** BEGIN **
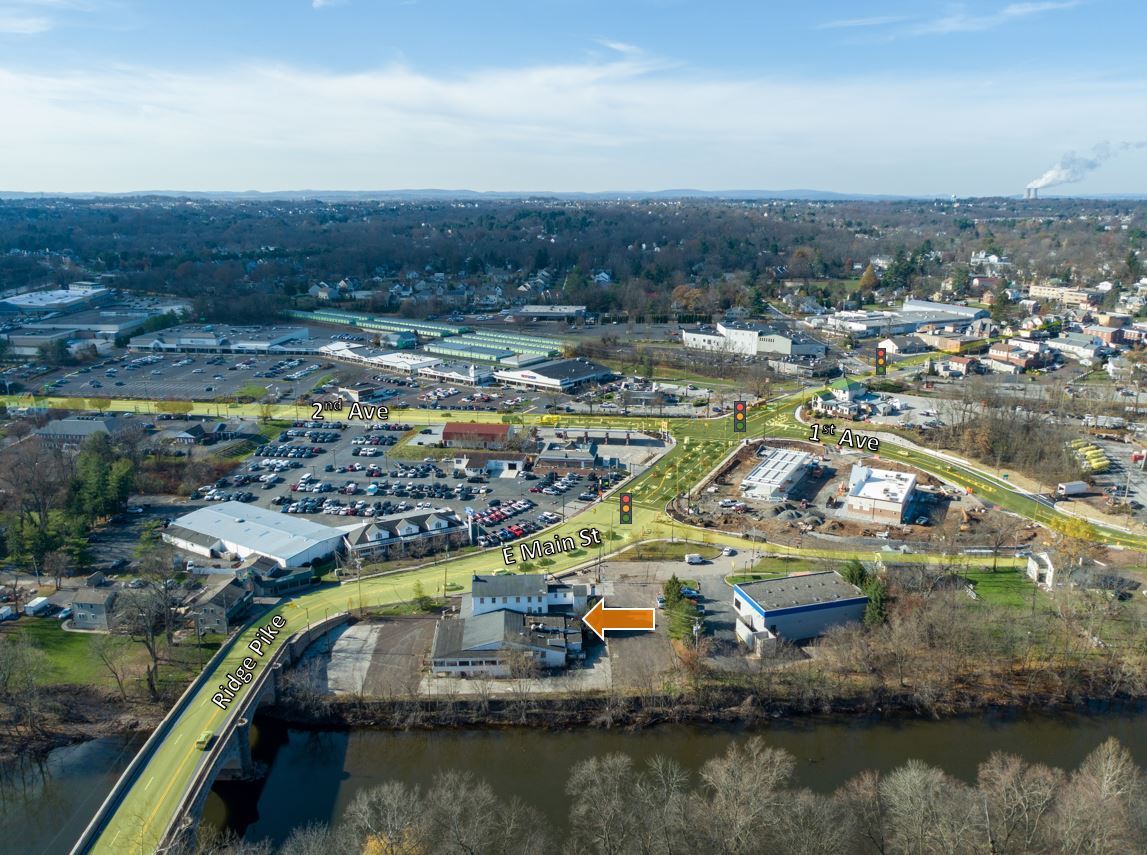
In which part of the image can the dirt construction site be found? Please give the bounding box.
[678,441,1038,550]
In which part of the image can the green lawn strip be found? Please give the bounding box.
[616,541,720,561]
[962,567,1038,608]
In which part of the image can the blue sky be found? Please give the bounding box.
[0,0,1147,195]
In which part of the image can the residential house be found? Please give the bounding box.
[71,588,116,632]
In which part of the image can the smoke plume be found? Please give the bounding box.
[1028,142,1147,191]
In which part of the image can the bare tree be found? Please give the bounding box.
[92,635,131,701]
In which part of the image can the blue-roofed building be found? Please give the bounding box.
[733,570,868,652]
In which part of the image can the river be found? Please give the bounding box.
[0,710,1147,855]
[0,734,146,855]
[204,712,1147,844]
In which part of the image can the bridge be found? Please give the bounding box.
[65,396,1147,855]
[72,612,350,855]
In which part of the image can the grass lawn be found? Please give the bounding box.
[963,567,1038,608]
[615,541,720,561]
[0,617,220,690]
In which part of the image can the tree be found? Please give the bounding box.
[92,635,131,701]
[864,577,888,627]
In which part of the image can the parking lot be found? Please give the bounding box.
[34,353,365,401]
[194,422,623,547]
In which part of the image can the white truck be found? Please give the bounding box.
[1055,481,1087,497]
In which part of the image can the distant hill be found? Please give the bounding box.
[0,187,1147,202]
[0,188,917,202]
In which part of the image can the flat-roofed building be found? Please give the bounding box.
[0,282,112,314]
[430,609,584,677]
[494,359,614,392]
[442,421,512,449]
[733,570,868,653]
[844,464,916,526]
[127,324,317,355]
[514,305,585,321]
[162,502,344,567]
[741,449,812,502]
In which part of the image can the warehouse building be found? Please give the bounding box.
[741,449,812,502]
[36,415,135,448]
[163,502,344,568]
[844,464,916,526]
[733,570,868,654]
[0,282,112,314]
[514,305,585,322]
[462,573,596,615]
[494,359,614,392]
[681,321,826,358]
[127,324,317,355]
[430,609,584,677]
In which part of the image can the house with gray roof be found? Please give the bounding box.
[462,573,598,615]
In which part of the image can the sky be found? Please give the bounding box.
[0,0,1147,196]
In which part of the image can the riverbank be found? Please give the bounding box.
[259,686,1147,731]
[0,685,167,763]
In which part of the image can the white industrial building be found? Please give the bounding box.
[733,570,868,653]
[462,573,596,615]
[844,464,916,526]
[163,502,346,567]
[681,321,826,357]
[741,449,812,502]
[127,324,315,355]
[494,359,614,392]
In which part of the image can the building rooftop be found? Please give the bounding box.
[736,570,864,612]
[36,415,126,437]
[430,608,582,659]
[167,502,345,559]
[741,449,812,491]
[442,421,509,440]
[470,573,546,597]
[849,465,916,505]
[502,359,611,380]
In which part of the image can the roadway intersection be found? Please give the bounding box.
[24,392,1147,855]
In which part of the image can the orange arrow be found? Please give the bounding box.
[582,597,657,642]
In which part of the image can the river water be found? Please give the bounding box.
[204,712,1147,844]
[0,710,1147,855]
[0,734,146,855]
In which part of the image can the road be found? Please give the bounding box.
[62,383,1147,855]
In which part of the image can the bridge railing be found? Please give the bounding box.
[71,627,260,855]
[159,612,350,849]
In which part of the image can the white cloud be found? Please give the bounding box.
** END **
:: EXERCISE BRIEF ::
Add 90 to every bounding-box coordinate in the answers and write out again, requests included, the lines from the start of the records through the line that contains "[1055,481,1087,497]". Leave the pictures out.

:: RESULT OF THE TASK ::
In which part of the image can the dirt construction site be found? Please give the bounding box.
[768,531,1128,640]
In which part of the image can the green lawn strip be found? Please give the bounding box.
[706,631,810,651]
[1052,657,1128,698]
In which part of the image can the blue sky be found? Please give the bounding box.
[90,90,1237,285]
In which part of the image can the residential house be found? Please give the bounding box.
[161,678,206,722]
In which part of the image can the smoke plume be found? Please give the bounding box.
[1118,232,1237,281]
In which part of the image can the bare tree be found? Please give the bounding box.
[182,725,221,791]
In which part of the image can the blue-roofed building be found? Please give the bounding box.
[823,660,958,742]
In which part of the image can the river be found? Please give the bounding box.
[90,800,1237,945]
[90,824,236,945]
[294,802,1237,934]
In which part of the image can the bridge be found? Please give the bounding box.
[155,486,1237,945]
[162,702,440,945]
In which part of the image can the grass lawn be found? Please give the bounding box.
[1053,657,1128,698]
[705,631,810,651]
[90,707,310,780]
In which part of the image can the tree be found? Please give the bounding box.
[182,725,221,791]
[954,667,978,717]
In which part of the image can the parking lot be found? Please give the bounding box.
[124,443,455,491]
[284,512,713,637]
In which part of the image can the white truck be found? Please give the bounding box.
[1145,571,1177,587]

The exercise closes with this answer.